Stated task:
Output every line of the data exactly as it appears.

Information shown:

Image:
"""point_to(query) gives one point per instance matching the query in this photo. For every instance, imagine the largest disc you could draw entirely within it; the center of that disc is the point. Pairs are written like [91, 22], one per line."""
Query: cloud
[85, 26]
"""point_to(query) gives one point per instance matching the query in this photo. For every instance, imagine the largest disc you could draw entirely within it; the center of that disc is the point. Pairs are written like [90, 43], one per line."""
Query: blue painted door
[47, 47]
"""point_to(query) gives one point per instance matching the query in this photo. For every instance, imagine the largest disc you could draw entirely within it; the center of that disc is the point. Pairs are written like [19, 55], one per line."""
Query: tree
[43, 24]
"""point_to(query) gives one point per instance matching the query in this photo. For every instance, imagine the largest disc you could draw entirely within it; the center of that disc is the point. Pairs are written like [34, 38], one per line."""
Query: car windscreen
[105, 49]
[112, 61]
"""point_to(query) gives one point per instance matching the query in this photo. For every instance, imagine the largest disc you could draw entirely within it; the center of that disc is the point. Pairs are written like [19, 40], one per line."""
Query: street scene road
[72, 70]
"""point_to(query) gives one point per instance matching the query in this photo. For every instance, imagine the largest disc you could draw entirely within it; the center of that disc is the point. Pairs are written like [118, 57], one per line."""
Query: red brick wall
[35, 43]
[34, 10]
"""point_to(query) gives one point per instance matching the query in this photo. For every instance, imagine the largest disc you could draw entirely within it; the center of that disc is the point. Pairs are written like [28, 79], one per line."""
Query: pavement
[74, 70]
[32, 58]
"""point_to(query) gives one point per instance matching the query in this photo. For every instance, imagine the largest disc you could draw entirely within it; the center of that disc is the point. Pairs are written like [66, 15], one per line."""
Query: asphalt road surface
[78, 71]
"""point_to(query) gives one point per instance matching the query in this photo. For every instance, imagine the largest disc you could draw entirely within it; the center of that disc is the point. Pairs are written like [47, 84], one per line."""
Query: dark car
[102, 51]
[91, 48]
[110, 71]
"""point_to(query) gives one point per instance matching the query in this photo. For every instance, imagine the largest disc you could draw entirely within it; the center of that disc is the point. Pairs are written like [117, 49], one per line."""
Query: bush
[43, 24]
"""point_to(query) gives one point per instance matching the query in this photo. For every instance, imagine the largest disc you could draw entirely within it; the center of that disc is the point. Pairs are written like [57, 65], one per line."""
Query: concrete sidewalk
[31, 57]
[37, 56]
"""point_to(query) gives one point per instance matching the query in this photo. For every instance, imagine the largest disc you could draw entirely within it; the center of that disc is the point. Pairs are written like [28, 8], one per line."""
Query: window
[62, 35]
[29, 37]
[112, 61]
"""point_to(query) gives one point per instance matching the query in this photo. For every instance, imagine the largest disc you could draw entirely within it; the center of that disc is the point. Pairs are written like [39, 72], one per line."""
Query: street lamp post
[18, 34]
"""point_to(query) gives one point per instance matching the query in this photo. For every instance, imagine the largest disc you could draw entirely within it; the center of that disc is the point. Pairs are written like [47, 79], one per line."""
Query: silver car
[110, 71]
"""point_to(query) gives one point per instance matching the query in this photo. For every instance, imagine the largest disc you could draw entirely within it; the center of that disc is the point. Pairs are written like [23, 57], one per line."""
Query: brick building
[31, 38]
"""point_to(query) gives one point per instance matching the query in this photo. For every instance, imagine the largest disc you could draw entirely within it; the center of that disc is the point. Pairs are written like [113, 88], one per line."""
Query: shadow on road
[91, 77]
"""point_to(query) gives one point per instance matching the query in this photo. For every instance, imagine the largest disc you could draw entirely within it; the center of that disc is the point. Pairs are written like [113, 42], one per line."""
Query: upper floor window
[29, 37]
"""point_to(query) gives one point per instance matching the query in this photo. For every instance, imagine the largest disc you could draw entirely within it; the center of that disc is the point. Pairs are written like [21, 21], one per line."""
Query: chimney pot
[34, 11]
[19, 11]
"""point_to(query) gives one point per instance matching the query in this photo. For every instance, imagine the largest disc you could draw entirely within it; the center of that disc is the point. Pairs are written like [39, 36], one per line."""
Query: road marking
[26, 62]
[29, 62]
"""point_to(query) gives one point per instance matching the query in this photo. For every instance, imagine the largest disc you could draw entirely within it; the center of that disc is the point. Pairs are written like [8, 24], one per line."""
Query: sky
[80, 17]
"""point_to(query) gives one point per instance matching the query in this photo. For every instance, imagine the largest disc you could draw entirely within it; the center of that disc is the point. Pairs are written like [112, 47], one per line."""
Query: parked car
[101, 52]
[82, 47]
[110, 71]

Exercise result:
Image:
"""point_to(query) gives one point per instance matching the query in this photo. For every instance, imagine the largest disc you could draw entirely within it; the center of that disc is the point. Pairs are written like [91, 22], one per line."""
Query: cloud
[85, 26]
"""point_to(query) gives one point per instance matching the query in this photo. For every instance, imagine the largest disc you could draw entirely within it; the center of that disc is the point. Pairs are written like [90, 43], one per line."""
Query: blue painted door
[47, 47]
"""point_to(query) gives one point per instance matching the query in this photo. For every instance, imagine the largest disc you could draw entirely within it; the center of that disc is the point. Pairs are written like [19, 55], one per line."""
Query: tree
[43, 24]
"""point_to(query) gives one point per instance matching the query in this photo. For every instance, imagine the largest disc you could draw entirely within it; the center of that disc is the point. Pairs are written like [34, 38], one per line."""
Query: car windscreen
[105, 49]
[112, 61]
"""point_to(query) gives one point per instance matching the query in this photo. For every instance, imagine the largest disc you could draw entirely within it; the center of that disc is the point. Pairs are written like [19, 40], one per line."""
Query: street scene road
[72, 70]
"""point_to(query) gives one point per instance matching the query in this photo. For every instance, imagine the largest disc you could draw entirely within it; the center of that disc is the point. Pairs are written like [118, 57], one per line."""
Query: red brick wall
[35, 43]
[34, 10]
"""point_to(query) gives one point per instance matching the query in this photo. For every instance, imagine the largest disc you could draw entirely within it; the center of that disc is the point. Pairs are written like [28, 79], one per line."""
Query: pavement
[74, 70]
[32, 58]
"""point_to(query) gives one point per instance matching the query in this photo. For every instance, imagine the largest disc you could draw entirely within it; the center of that disc is the point. Pairs are written like [66, 15], one per line."""
Query: asphalt road surface
[78, 71]
"""point_to(query) gives one point per instance matching the query in this photo. For every instance, imagine the largest disc you could draw entirely within it; the center of that disc is the point. Pairs are written like [47, 84], one per line."""
Query: dark car
[102, 51]
[91, 48]
[110, 71]
"""point_to(query) gives one point per instance matching the query in this photo. For every instance, imagine the largest disc you could draw entirely within it; the center of that disc is the point. Pairs are written like [117, 49], one per line."""
Query: bush
[43, 24]
"""point_to(query) gives one point per instance matching the query in this photo. For every instance, imagine the largest disc you could draw entirely within it; the center of that disc is the point. Pairs are written like [57, 65], one per line."""
Query: concrete sidewalk
[31, 57]
[37, 56]
"""point_to(query) gives one point per instance matching the query in this photo. For every instance, imagine the largest disc you could draw entirely within it; the center of that disc is the point. Pairs are written like [28, 8], one per line."""
Query: window
[62, 35]
[29, 37]
[112, 61]
"""point_to(query) gives one point per instance matching the query in this photo. For every instance, imagine the largest disc you could draw entirely within it; the center of that disc is the point. Pairs are written like [39, 72], one per line."""
Query: street lamp post
[18, 34]
"""point_to(query) gives one point per instance matching the query in this photo. For every instance, imagine the largest disc you could draw entirely within it; the center of that disc is the point. Pairs are written like [47, 79], one per line."""
Query: silver car
[110, 71]
"""point_to(query) gives one point per instance matching the query in this photo. For every instance, imagine the largest disc you could draw entirely within it; the center of that disc is the point. Pairs are written like [23, 57], one per line."""
Query: brick building
[31, 38]
"""point_to(query) gives one point per instance matching the query in this photo. For every instance, imagine the largest disc you could draw entirely within it; the center of that disc is the point. Pairs are written like [113, 88], one per line."""
Query: shadow on road
[91, 77]
"""point_to(query) gives one point per instance matching the query in this photo. For every instance, imagine the largest disc you could draw entirely within it; the center of that disc is the point. Pairs are written like [113, 42], one per line."""
Query: upper floor window
[29, 37]
"""point_to(query) gives one point per instance matching the query in this photo. For every instance, imagine the largest disc you could draw entirely within it; the center of that disc is the point. Pairs are written like [21, 21], one per line."""
Query: chimney pot
[34, 11]
[19, 11]
"""point_to(query) gives one point per instance matching the query in this photo. For every instance, imagine the largest disc you could draw entirely within it; the center of that disc is the point. Pairs are written like [39, 36], one per line."""
Query: road marking
[26, 62]
[29, 62]
"""point_to(query) gives one point per instance matching the query in this photo. For every instance, imagine the largest disc you could draw entirely within it; the center of that disc is the point. Pairs are written like [8, 24], one per line."""
Query: sky
[80, 17]
"""point_to(query) gives one point per instance matching the query in this photo. For every instance, imagine the largest disc you could draw entirely within it; the center of that disc is the point. Pairs are written like [112, 47], one per line."""
Query: parked car
[101, 52]
[82, 47]
[110, 71]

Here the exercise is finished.